## Aufgabe 1
Gib den Forenbeitrag zum Frameset-Scrollbalken-Problem von „Ich hab da ein“ bis einschließlich „ein Scrollbalken kommt.“ wieder und tausche dabei „Seite“ gegen „Webseite“ aus.
## Aufgabe 2
Schreib den Forenbeitrag zum Frameset-Scrollbalken-Problem dort weiter, wo er aufhört.
═════ Textauszug
# Frameset-Scrollbalken Problem



## sceada (21. Februar 2004)

Hallo !

Ich hab da ein Problem mit einer Seite die ich grad machen will.
Und zwar gehts um die Scrollbalken der einzelnen Frames.

Gleich vorweg mal die Site zum anschaun des Problemes:
http://ncg66.phoebe.netclusive.de/designsite/

Das Problem ist, das in jedem Frame, in dem viel steht (wie im Linken in der Demo oben) ein Scrollbalken kommt.

Ich hätte aber gerne einen Scrollbalken, ganz rechts mit dem ich alle 3 Frames gleichzeitig scrollen kann !

Der Quelltext des Framesets:

<frameset rows="*" cols="*,368" framespacing="0" frameborder="NO" border="0">
  <frameset rows="*" cols="239,384">
    <frame src="links.htm" name="left_frame" scrolling="AUTO">
    <frame src="main.htm" name="middle_frame" scrolling="AUTO">
  </frameset>
  <frame src="xtras.htm" name="right_frame" scrolling="AUTO" noresize>
</frameset>

Das ich die Balken mit scrolling="YES/NO/AUTO" ein und ausschalten kann weis ich, hilft mir in der derzeitigen Situation nichts *g*

Ich hoffe es kann mir wer helfen, oder hat ne Lösung/Idee wies gehn könnte !
══════════
═════ Datensatzinhalt
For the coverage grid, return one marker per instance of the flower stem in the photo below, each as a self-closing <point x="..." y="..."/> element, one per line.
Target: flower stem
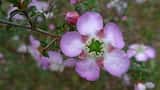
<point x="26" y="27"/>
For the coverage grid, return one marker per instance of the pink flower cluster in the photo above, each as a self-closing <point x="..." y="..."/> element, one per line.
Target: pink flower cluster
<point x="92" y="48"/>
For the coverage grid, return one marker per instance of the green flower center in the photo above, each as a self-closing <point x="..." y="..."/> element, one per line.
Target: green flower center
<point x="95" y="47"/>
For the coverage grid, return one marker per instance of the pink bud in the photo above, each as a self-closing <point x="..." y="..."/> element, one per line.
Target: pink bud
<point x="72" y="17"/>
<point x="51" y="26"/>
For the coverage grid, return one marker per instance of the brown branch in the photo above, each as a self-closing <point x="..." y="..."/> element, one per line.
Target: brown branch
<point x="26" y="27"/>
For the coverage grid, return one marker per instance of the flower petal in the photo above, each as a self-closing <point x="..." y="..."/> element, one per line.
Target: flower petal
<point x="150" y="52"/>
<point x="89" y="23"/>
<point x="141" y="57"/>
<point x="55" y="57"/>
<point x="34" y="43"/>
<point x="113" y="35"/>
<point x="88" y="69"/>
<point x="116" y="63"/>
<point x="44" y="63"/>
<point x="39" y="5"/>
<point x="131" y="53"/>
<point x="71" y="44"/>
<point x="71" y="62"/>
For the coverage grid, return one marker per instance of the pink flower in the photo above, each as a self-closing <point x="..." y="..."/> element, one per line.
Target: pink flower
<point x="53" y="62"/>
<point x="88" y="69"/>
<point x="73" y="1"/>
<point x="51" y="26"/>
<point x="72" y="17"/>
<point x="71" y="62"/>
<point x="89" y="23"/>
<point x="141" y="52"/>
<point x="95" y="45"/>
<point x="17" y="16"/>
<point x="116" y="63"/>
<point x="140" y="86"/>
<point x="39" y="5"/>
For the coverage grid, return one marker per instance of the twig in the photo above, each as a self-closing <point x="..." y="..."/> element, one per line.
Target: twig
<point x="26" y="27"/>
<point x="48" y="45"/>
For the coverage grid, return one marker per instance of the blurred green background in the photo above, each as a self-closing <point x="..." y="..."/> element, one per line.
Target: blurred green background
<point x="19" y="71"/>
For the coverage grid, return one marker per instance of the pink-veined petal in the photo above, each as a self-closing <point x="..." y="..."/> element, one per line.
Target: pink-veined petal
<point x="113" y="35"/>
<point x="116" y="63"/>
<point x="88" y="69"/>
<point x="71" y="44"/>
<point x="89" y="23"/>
══════════
═════ Datensatzinhalt
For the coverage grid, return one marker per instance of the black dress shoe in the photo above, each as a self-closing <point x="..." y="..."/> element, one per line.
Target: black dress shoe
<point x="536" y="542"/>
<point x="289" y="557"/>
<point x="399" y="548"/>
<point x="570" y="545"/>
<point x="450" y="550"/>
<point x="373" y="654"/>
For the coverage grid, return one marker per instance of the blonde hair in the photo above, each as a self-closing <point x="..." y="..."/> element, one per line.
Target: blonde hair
══════════
## Ergebnis 1
Ich hab da ein Problem mit einer Webseite die ich grad machen will.
Und zwar gehts um die Scrollbalken der einzelnen Frames.

Gleich vorweg mal die Site zum anschaun des Problemes:
http://ncg66.phoebe.netclusive.de/designsite/

Das Problem ist, das in jedem Frame, in dem viel steht (wie im Linken in der Demo oben) ein Scrollbalken kommt.

## Ergebnis 2
...am liebsten wäre mir natürlich was einfaches, wo ich die Seite so lassen kann, und nicht neu machen muss mit Php, oder was weis ich was *gg*

Mfg, Christian Lehner (sceada)


----------



## supercat1510 (21. Februar 2004)

Das einzige was mir dazu einfällt ist, steig auf IFrames um


----------



## Florianrau (21. Februar 2004)

Da stimme ich meinem vorgänger zu probiers mit iframes

mfg flo


----------



## sceada (21. Februar 2004)

Ok, werd ich machen !

Dankeschön !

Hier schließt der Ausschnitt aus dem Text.